§ Working data
----
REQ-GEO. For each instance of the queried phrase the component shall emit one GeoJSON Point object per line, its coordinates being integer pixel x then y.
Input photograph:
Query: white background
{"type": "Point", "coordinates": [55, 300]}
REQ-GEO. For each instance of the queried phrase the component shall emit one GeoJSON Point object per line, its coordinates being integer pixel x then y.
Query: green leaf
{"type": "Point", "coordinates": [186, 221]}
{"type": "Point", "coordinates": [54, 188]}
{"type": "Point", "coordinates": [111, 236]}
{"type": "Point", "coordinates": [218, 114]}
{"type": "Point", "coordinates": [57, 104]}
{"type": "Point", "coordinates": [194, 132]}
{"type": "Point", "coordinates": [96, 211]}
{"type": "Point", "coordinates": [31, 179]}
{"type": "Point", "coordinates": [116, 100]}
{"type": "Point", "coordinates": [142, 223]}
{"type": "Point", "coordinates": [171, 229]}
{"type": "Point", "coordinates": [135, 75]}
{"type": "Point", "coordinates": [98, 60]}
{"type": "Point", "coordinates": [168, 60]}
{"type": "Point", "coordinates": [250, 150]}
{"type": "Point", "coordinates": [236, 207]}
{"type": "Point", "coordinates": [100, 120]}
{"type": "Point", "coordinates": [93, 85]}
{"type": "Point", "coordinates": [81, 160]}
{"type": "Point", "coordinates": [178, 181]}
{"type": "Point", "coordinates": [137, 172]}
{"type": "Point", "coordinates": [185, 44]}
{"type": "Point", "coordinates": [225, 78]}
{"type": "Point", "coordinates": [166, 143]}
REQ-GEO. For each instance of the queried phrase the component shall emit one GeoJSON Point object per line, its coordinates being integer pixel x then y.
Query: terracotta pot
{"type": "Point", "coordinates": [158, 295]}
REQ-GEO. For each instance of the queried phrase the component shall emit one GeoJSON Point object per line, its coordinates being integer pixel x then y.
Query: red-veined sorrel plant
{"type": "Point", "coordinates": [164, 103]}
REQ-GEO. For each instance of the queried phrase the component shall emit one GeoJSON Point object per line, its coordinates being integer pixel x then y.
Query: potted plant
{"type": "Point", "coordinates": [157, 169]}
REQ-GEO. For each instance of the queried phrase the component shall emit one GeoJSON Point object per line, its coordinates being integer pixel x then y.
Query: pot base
----
§ Stated task
Retype the material above, line by line, exactly.

§ Finished task
REQ-GEO. For each instance of the queried phrase the component shall emit one GeoJSON Point object per line, its coordinates being integer pixel x then y.
Input photograph:
Query: white background
{"type": "Point", "coordinates": [55, 300]}
REQ-GEO. For each instance of the queried phrase the component shall emit one GeoJSON Point object per line, its coordinates being integer pixel x then y.
Query: green leaf
{"type": "Point", "coordinates": [186, 221]}
{"type": "Point", "coordinates": [54, 188]}
{"type": "Point", "coordinates": [111, 236]}
{"type": "Point", "coordinates": [218, 114]}
{"type": "Point", "coordinates": [57, 104]}
{"type": "Point", "coordinates": [194, 132]}
{"type": "Point", "coordinates": [96, 211]}
{"type": "Point", "coordinates": [31, 179]}
{"type": "Point", "coordinates": [116, 100]}
{"type": "Point", "coordinates": [142, 223]}
{"type": "Point", "coordinates": [171, 229]}
{"type": "Point", "coordinates": [135, 75]}
{"type": "Point", "coordinates": [98, 60]}
{"type": "Point", "coordinates": [168, 60]}
{"type": "Point", "coordinates": [250, 150]}
{"type": "Point", "coordinates": [236, 207]}
{"type": "Point", "coordinates": [100, 120]}
{"type": "Point", "coordinates": [93, 85]}
{"type": "Point", "coordinates": [81, 160]}
{"type": "Point", "coordinates": [178, 181]}
{"type": "Point", "coordinates": [137, 172]}
{"type": "Point", "coordinates": [185, 44]}
{"type": "Point", "coordinates": [225, 78]}
{"type": "Point", "coordinates": [166, 143]}
REQ-GEO. For each instance of the queried phrase the component shall emit one GeoJSON Point object per line, its coordinates being integer pixel x then y.
Query: terracotta pot
{"type": "Point", "coordinates": [158, 295]}
REQ-GEO. For each instance of the queried phrase the component shall emit one GeoJSON Point object per line, its coordinates being integer pixel x then y.
Query: red-veined sorrel plant
{"type": "Point", "coordinates": [164, 103]}
REQ-GEO. For each instance of the queried phrase the component shall emit one GeoJSON Point object per line, its coordinates being integer pixel x then y.
Query: potted plant
{"type": "Point", "coordinates": [157, 169]}
REQ-GEO. For each instance of the queried phrase the component shall emit one GeoJSON Point object per line, its coordinates being integer pixel x then y.
Query: pot base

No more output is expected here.